_EXERCISE DESCRIPTION:_ Transcribe precisely those lines of the listing that fall between the line containing "Please spot the striped" and the last line, inclusive of both.

_THE DATA:_
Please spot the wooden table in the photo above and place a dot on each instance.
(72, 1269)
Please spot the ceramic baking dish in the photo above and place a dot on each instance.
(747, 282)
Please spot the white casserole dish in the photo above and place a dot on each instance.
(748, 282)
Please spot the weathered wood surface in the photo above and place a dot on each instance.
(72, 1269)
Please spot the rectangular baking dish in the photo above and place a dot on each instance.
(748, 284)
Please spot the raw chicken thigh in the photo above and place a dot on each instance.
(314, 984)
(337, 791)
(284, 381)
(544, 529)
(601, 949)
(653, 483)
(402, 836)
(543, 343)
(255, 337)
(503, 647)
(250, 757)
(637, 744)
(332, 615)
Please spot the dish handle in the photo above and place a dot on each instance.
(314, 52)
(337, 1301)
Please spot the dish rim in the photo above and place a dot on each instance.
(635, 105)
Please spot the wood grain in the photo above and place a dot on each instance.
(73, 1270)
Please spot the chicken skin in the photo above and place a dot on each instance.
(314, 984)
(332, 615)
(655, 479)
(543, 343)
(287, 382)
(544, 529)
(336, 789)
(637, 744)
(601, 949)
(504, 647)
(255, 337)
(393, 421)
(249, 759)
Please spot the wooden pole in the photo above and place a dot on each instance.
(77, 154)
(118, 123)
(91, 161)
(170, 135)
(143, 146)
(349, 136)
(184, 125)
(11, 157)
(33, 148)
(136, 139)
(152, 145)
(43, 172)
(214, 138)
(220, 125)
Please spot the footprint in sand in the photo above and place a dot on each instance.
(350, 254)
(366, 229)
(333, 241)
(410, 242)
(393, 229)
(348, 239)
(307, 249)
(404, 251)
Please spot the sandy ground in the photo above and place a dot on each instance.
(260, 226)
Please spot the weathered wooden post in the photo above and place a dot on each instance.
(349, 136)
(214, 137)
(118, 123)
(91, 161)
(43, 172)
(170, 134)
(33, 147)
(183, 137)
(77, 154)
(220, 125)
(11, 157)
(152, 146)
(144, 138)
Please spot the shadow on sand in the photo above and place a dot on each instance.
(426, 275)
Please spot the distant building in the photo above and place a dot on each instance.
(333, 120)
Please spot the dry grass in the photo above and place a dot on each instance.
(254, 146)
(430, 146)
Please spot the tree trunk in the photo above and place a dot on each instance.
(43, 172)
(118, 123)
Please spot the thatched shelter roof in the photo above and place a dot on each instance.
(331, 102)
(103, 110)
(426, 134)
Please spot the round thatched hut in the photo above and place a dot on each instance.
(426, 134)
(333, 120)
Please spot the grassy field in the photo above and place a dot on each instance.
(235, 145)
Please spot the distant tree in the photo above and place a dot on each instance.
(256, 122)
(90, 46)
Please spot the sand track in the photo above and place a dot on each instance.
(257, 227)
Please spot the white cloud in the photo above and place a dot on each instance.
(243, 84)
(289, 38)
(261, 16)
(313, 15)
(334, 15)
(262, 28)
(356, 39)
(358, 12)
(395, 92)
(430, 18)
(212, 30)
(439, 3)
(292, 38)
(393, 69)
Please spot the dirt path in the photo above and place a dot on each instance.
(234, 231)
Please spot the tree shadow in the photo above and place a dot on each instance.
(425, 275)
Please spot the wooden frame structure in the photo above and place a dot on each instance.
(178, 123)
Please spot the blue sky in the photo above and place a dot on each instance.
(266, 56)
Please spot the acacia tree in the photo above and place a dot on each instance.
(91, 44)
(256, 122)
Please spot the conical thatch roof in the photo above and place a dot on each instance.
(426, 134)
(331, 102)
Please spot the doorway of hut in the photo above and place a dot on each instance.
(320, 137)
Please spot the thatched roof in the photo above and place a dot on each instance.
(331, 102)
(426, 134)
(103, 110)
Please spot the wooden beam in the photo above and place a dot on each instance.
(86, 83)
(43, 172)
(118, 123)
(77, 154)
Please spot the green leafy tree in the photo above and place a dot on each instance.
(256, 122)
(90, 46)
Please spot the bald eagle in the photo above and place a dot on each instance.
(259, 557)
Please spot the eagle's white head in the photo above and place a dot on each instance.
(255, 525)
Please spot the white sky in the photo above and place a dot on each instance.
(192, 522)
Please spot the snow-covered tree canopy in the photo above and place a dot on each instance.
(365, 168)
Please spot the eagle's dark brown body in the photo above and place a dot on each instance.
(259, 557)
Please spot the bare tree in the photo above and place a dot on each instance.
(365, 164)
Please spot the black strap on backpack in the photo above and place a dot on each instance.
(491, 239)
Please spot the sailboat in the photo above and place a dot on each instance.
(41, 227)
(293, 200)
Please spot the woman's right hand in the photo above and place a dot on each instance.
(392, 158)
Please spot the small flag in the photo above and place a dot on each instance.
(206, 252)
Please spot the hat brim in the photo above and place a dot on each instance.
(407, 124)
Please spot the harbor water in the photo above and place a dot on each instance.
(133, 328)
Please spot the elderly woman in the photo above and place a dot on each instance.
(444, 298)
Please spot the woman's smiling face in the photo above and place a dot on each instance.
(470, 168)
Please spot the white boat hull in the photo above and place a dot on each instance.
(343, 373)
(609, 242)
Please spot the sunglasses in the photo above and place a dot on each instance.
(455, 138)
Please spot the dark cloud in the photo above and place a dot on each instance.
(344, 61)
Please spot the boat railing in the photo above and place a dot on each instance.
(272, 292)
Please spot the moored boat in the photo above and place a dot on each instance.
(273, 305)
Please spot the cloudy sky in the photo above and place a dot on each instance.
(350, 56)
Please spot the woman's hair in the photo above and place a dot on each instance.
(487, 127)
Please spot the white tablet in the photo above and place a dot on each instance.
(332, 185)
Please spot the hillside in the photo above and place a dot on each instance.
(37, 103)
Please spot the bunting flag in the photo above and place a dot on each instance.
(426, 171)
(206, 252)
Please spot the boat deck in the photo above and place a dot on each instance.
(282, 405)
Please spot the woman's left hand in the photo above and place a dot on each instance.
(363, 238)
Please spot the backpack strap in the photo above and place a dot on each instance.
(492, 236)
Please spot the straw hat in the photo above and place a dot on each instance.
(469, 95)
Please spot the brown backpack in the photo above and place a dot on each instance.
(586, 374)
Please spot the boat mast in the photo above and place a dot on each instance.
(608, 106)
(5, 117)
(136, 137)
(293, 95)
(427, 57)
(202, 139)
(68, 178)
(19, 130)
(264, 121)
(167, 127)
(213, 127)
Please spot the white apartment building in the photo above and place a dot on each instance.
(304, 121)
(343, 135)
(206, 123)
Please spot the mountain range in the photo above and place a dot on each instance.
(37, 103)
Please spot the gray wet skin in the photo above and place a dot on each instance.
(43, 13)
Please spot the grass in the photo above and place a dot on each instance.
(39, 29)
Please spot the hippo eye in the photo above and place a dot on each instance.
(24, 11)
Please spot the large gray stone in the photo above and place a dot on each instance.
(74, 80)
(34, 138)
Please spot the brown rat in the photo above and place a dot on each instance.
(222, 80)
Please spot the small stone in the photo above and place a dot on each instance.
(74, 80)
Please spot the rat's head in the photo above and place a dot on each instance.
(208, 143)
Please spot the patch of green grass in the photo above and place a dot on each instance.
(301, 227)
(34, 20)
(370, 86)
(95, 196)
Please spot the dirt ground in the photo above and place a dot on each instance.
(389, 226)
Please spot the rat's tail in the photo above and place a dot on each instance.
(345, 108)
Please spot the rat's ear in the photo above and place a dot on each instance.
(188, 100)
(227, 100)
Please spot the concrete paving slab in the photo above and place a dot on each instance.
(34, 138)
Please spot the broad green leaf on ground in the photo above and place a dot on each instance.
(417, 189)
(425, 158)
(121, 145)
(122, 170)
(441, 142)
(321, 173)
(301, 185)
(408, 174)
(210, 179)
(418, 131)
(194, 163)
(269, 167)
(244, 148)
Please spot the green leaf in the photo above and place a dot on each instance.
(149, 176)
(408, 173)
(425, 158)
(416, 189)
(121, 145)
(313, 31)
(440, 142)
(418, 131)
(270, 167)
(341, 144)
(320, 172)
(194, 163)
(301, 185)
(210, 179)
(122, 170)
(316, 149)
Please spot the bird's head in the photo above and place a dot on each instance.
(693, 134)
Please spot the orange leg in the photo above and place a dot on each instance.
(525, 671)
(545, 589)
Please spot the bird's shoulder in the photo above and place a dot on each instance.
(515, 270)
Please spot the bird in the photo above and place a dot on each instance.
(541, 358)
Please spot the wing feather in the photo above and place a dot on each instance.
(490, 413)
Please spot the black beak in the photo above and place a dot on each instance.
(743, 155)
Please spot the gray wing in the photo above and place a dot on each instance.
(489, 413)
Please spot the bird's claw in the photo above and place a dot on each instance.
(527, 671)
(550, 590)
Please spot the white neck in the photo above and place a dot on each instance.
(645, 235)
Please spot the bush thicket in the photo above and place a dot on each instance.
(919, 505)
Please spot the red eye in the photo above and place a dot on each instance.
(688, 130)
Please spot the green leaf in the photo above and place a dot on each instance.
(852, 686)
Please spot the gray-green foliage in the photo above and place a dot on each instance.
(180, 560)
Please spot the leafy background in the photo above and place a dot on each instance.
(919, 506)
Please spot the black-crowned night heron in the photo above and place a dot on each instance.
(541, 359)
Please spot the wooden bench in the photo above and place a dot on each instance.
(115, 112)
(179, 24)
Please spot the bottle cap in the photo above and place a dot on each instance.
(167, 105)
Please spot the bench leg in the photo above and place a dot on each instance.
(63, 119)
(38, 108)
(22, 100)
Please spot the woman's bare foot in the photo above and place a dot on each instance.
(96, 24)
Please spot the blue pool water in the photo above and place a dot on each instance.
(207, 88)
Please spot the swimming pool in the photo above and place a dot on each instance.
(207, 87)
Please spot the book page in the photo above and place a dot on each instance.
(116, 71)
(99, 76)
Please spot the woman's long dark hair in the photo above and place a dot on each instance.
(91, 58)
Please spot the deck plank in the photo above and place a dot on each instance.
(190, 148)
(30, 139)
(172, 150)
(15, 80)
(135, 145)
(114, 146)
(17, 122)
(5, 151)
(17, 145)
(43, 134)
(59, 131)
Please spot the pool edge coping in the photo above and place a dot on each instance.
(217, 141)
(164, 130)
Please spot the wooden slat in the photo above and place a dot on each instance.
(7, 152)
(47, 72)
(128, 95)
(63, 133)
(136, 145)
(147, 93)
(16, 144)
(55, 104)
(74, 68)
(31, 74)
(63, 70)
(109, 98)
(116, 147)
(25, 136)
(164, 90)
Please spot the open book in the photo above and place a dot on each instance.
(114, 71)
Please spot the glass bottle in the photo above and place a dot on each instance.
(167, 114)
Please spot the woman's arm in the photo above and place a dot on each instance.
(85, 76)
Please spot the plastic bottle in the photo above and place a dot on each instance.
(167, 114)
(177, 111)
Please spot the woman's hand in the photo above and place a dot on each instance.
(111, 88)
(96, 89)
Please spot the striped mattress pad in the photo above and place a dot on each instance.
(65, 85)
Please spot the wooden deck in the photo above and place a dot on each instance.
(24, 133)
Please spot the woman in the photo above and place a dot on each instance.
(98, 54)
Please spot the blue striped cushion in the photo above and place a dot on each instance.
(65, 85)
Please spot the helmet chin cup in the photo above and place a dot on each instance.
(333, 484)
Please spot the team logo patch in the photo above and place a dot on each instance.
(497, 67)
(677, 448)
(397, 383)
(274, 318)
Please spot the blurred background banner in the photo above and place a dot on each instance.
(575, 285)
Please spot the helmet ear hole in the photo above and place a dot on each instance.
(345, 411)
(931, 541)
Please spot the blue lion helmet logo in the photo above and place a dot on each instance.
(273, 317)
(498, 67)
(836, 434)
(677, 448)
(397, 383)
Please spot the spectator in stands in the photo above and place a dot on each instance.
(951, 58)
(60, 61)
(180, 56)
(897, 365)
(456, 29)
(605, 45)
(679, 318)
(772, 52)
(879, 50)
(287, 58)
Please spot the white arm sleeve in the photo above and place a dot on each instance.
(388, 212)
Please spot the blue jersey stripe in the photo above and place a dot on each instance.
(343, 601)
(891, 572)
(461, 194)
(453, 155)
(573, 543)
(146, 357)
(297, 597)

_CORRECT RESULT:_
Please spot the striped mattress pad in the photo above and place a dot on each instance.
(65, 85)
Please spot the wooden deck in the photo above and place a dot on each instance.
(24, 133)
Please spot the woman in the photo above and place a dot on each instance.
(98, 54)
Please spot the blue striped cushion in the photo above and place a dot on each instance.
(65, 85)
Please spot the helmet chin cup in the photo above and place a dot on each instance.
(333, 484)
Please spot the team logo patch in the photo above and place a dot on each instance.
(497, 67)
(677, 448)
(397, 383)
(274, 318)
Please spot the blurred background banner in the photo above and place a dot on each instance.
(575, 285)
Please spot the helmet ear hole in the photo above and place a dot on each instance.
(345, 411)
(931, 541)
Please spot the blue lion helmet logo in the photo above and place a dot on each instance.
(273, 317)
(498, 67)
(836, 434)
(677, 448)
(397, 383)
Please spot the spectator in stands in the photo above and place a dot on each instance.
(951, 58)
(60, 61)
(180, 56)
(897, 365)
(456, 29)
(605, 45)
(679, 318)
(772, 52)
(879, 50)
(287, 58)
Please spot the white arm sleeve in the photo above and place a dot on each instance.
(388, 212)
Please spot the blue jersey stripe in the photo above and place a dot on each instance.
(343, 601)
(891, 572)
(461, 194)
(453, 155)
(573, 543)
(146, 357)
(297, 597)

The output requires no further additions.